_What is being asked_
Rewrite the lines below, replacing every occurrence of "red car" with "parked bicycle" and keeping everything else identical. Omit the pictures from your output.

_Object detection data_
## START

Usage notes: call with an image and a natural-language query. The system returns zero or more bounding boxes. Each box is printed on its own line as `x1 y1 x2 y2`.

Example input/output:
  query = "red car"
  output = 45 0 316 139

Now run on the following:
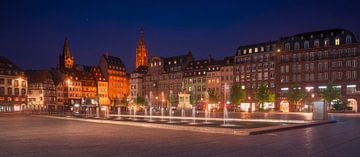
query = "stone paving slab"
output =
0 114 360 157
37 115 336 136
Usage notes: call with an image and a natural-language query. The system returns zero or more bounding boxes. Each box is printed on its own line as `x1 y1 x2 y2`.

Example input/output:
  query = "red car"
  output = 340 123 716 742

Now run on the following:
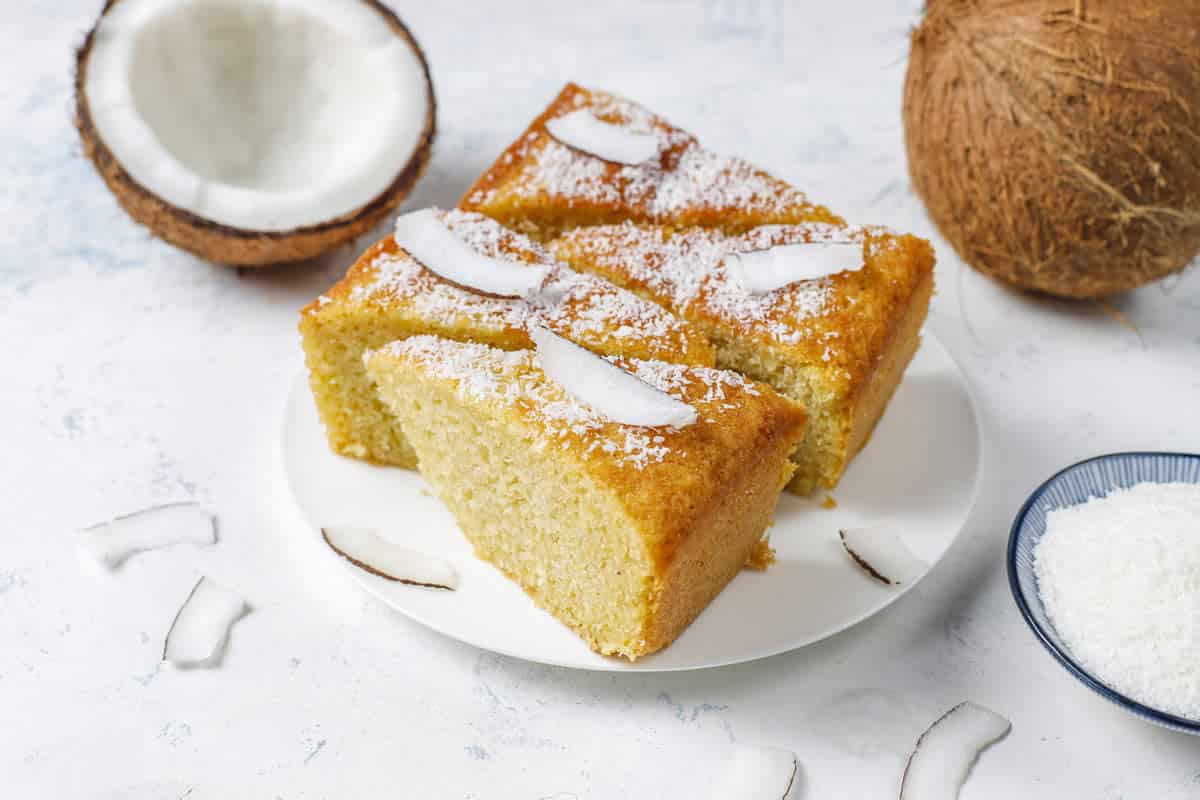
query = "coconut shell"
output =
74 0 437 266
904 0 1200 297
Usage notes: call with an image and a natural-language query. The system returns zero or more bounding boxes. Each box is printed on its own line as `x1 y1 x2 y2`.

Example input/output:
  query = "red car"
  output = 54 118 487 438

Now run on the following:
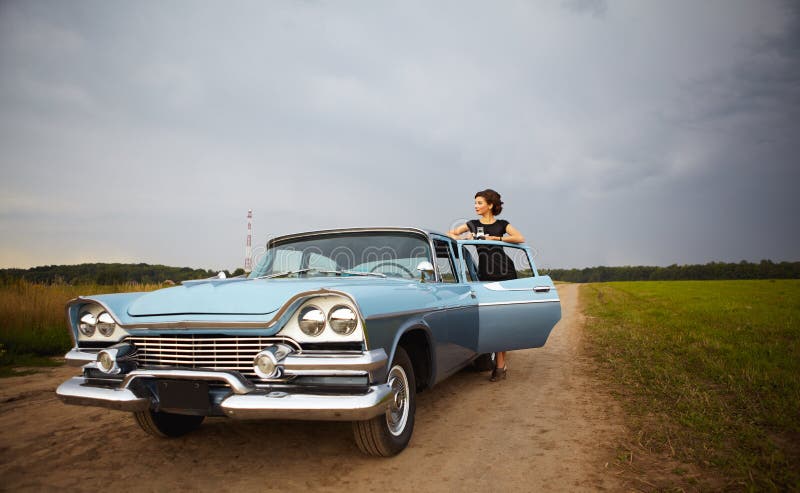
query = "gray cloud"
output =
0 1 800 268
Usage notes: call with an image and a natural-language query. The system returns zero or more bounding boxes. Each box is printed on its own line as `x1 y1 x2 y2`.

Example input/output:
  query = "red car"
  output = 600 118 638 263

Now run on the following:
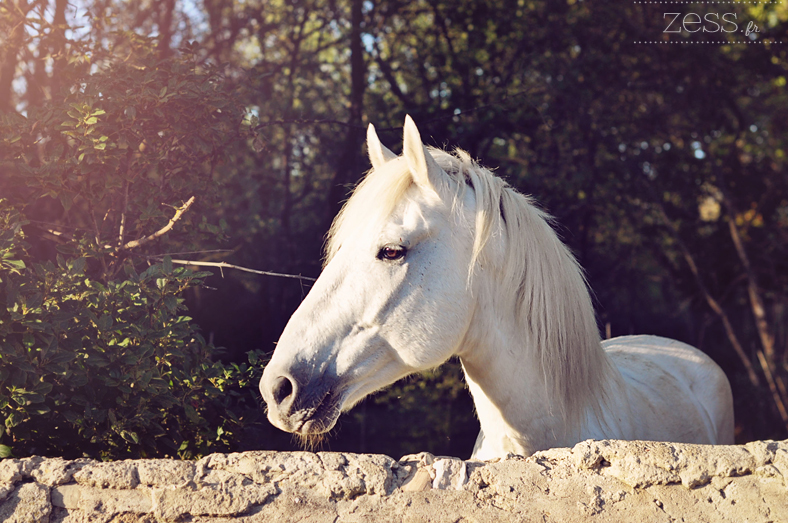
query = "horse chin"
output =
268 391 342 438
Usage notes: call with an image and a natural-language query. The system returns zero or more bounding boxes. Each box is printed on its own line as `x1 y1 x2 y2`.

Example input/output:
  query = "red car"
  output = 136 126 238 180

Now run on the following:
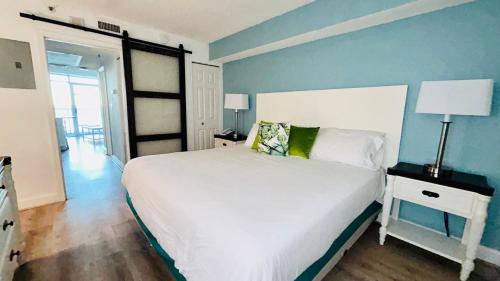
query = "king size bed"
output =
122 86 407 281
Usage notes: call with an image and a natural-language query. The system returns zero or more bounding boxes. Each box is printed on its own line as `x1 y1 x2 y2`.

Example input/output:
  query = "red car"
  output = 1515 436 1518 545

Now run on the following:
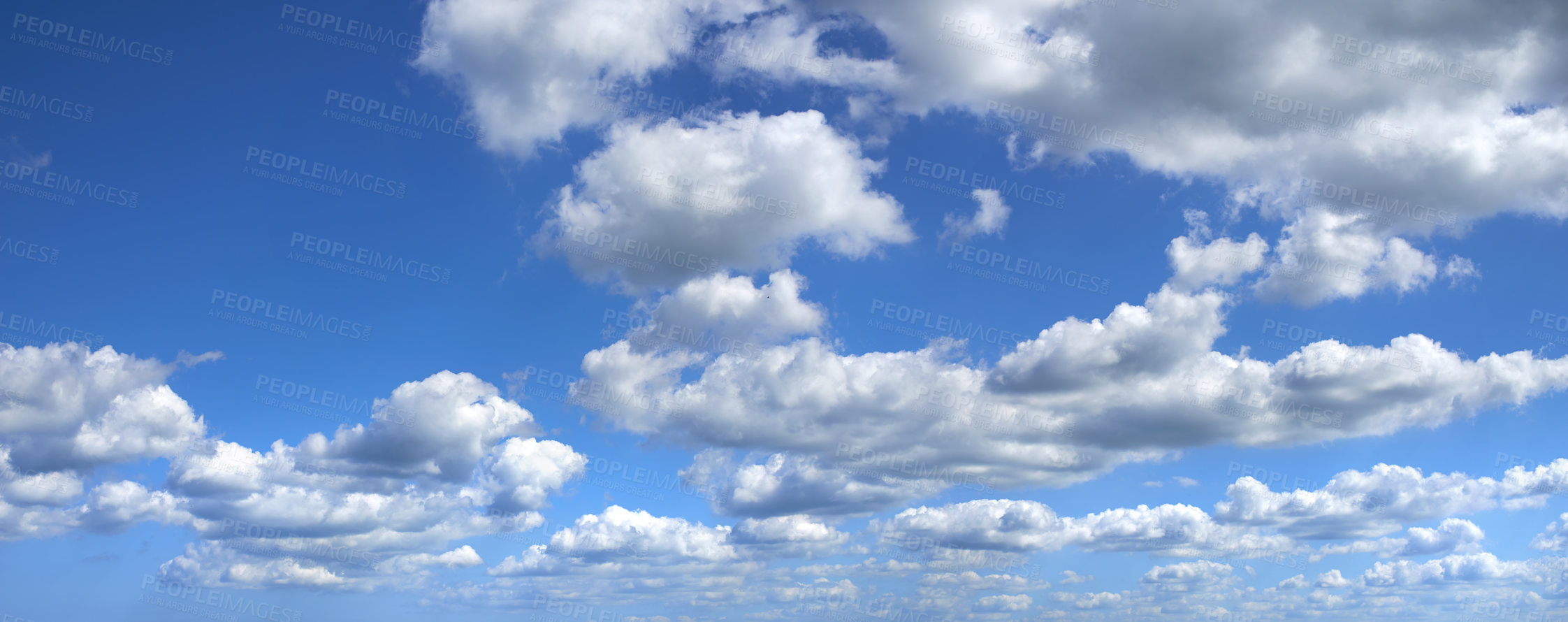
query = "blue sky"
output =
0 0 1568 622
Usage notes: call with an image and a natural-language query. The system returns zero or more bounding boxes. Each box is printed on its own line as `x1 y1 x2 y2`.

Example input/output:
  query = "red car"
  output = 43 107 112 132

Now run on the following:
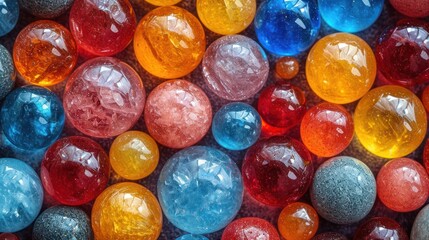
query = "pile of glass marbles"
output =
0 0 429 240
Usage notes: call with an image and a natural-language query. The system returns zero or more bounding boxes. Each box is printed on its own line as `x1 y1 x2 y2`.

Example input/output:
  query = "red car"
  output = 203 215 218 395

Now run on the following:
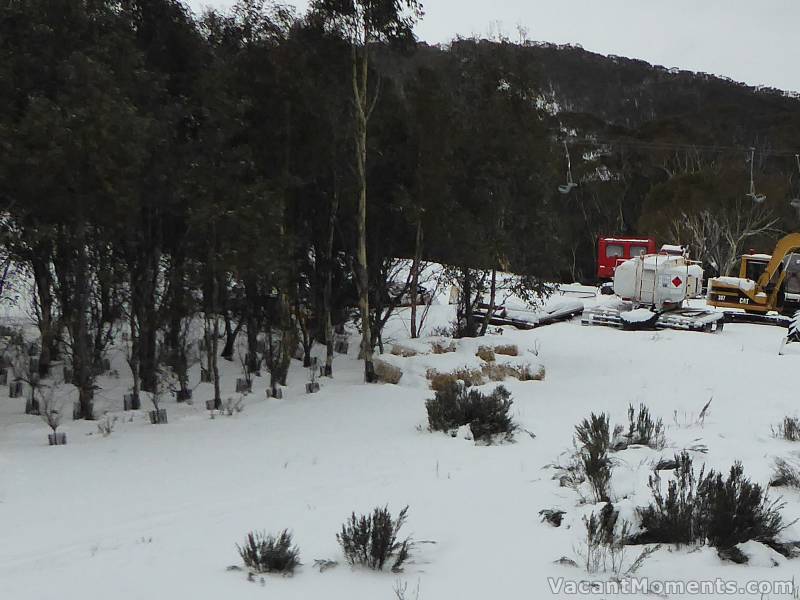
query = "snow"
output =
619 308 655 323
0 299 800 600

## END

_Answer to this problem_
Usage notes: call with an image and a natural-language query. The system returns zero or more bounding boxes. Each box is printed on its own line as `x1 y1 x2 y2`.

Example input/output:
  query = "parked bicycle"
  output = 45 0 316 139

Now run on the following:
query = "stone paving slab"
output =
0 114 360 157
37 115 336 136
Usage notes: call with an image and a natural-language query. The system returns zero or more bounding boxes. Each box is printed on its own line as `x1 y1 x2 y2`.

Example input/output:
  query = "parked bicycle"
  output = 340 123 716 742

Now run on the following:
query = "coconut shell"
output =
74 0 437 266
904 0 1200 297
Usage notes: call with an image and a natural-language query. The system returns zero or more bounding boxes. Each box is printed on its own line as `x1 y1 x2 y2`.

Example input/output:
  query = "parked bicycle"
  output = 54 118 487 438

Now run on the following:
query = "gray cloud"
output =
0 1 800 268
Usage notes: call with an image and a natural-language query. The system returns zero or more bounding boxes. Each box is printed on its own line as `x1 y1 x2 y2`.

Example input/output:
  query = "parked bicycle"
  output = 600 118 638 263

Now run on the following:
query = "horse chin"
output =
268 391 342 438
Usage notes: call with an image and a natural-language query. The system returns zero or more bounding boxes. Each box is printed on its own line as `x1 y1 x2 y2`.

Example input/output:
  query = "parked bicycle"
  output = 136 126 238 180

Now run on the following:
query = "king size bed"
output =
122 86 407 281
Usage notes: call with an image and a natural-language query. The system returns zero or more bounding boxes. Each box is printed on its own line as `x1 y1 x2 y2`.

Example input/output:
  query = "parked bicycle"
  output = 1515 436 1518 545

Now run on the following:
query = "blue sky"
output =
0 0 1568 622
Usage notes: call with an image and a natural-language query. The system returns zero or more bounding boxes. Each box is printed on its own line as `x1 y1 x2 y2`.

Example input/output:
  query = "parked bicycle"
  output = 43 107 112 132

Now run on the following:
query = "pile of glass marbles"
output =
0 0 429 240
Usage notes: call with an image and a natural-language query. The system returns zero or more bounding boxes. Each box is printed on its own line as `x1 y1 x2 y2`.

Example input/output:
  query = "parked bicycle"
  output = 203 215 218 395

Now run on the following:
query = "snow"
output =
619 308 655 323
0 299 800 600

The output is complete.